Wasserman Schultz is not suspected of wrongdoing, but for months she stopped law enforcement from accessing her laptop as part of the probe. It is unclear why the Florida congresswoman battled with law enforcement over the computer until this week, when her counsel began negotiating with Capitol Police regarding the probe.
Wasserman Schultz has faced problems with cyber security issues before; she lost her position atop the Democratic Party when damaging information came out of the breach into DNC computer servers during the 2016 presidential campaign. WikiLeaks published a trove of DNC emails that appeared to show the party under her leadership favoring Hillary Clinton during the Democratic primary, rather than remaining neutral.
This separate probe focuses on "the actions of House IT support staff," Capitol Police told Fox News, but Wasserman Schultz and Democrats have still resisted law enforcement attempts to investigate.
Fox News' sources say that the IT workers are suspected of having "unauthorized access" to the House computer system. They are also suspected of a procurement scam wherein they overcharged House members for computer equipment, as well as other suspicious activities covered by the Daily Caller News Foundation.
In addition to stonewalling about the laptop, Democrats stood by the IT contractors and said that they are under suspicion because of their Pakistani heritage. Fox reports that official documents reveal that five contractors and six people could be involved.
Imran Awan is one of the contractors, and his work for House Democrats goes back at least to 2005. Wasserman Schultz kept him on her payroll for a month even after he was denied access to the House's computer network.
Imran's brother, Abid Awan, is also implicated in the probe. He made a six-figure salary but has still run into financial problems, declaring bankruptcy in 2012.
Wasserman Schultz was able to stop investigators from accessing her computer because she was not the one under investigation. Capitol Police have held the laptop, but now they will be able to scan it for evidence.

* REQUIREMENTS *
A – According to the news excerpt about the laptop probe, in what year did Abid Awan declare bankruptcy?
B – From the news excerpt about the laptop probe, transcribe word for word everything from "In addition to" down to "bankruptcy in 2012.".

(Point annotation records)
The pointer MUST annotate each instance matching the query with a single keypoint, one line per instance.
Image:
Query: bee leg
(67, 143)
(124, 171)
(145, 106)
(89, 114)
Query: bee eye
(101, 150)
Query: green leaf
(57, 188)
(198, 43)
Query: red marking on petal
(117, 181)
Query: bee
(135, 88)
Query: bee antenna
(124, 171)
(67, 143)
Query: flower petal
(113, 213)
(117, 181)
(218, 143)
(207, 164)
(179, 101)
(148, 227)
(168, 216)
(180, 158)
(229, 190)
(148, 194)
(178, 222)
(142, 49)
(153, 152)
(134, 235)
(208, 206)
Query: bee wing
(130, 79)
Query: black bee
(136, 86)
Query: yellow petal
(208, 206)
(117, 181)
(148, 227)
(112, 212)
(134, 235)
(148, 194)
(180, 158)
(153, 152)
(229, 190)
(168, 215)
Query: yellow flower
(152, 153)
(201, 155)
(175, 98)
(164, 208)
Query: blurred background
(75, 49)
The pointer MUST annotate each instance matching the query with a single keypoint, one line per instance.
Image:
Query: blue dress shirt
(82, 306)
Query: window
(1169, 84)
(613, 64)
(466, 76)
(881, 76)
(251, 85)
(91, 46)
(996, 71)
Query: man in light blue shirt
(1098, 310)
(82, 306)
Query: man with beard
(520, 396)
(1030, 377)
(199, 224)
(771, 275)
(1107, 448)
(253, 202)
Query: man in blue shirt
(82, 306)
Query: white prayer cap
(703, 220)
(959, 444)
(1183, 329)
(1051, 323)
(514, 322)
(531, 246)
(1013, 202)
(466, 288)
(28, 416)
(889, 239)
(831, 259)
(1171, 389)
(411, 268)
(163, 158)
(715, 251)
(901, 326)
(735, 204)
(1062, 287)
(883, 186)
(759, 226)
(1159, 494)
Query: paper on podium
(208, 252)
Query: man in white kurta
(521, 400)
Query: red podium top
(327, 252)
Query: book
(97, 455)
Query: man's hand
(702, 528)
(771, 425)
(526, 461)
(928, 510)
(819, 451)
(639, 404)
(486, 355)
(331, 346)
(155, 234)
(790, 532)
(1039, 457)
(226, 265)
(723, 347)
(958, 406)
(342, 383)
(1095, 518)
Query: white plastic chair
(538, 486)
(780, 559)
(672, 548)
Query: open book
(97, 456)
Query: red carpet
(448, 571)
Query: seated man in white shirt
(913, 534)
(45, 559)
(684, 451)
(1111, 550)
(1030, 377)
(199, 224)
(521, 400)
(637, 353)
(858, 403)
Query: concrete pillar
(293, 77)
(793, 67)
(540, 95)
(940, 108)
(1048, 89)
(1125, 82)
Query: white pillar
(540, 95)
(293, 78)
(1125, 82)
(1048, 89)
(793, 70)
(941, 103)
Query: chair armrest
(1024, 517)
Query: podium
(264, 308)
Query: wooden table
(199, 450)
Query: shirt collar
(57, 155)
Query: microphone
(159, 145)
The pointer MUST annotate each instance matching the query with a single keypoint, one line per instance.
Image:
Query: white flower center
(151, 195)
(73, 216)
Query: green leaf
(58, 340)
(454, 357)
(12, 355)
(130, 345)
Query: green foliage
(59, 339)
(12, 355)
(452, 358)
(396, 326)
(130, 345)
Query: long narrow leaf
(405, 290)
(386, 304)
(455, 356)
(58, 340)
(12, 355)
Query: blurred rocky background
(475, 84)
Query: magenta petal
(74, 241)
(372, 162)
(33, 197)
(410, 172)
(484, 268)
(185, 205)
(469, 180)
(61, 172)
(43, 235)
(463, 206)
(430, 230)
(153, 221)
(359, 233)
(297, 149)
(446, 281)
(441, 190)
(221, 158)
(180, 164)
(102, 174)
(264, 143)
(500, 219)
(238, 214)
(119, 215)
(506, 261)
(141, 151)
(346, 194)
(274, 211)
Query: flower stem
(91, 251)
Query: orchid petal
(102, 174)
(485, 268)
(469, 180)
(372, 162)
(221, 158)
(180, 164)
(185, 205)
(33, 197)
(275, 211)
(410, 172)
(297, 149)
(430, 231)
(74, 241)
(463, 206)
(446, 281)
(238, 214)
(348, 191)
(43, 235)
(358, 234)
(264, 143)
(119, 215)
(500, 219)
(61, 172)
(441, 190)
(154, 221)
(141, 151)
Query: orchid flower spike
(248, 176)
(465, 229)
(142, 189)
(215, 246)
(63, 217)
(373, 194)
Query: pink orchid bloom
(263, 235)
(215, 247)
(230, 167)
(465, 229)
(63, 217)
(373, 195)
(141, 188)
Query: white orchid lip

* SOLUTIONS FOR EACH TASK *
A – 2012

B –
In addition to stonewalling about the laptop, Democrats stood by the IT contractors and said that they are under suspicion because of their Pakistani heritage. Fox reports that official documents reveal that five contractors and six people could be involved.
Imran Awan is one of the contractors, and his work for House Democrats goes back at least to 2005. Wasserman Schultz kept him on her payroll for a month even after he was denied access to the House's computer network.
Imran's brother, Abid Awan, is also implicated in the probe. He made a six-figure salary but has still run into financial problems, declaring bankruptcy in 2012.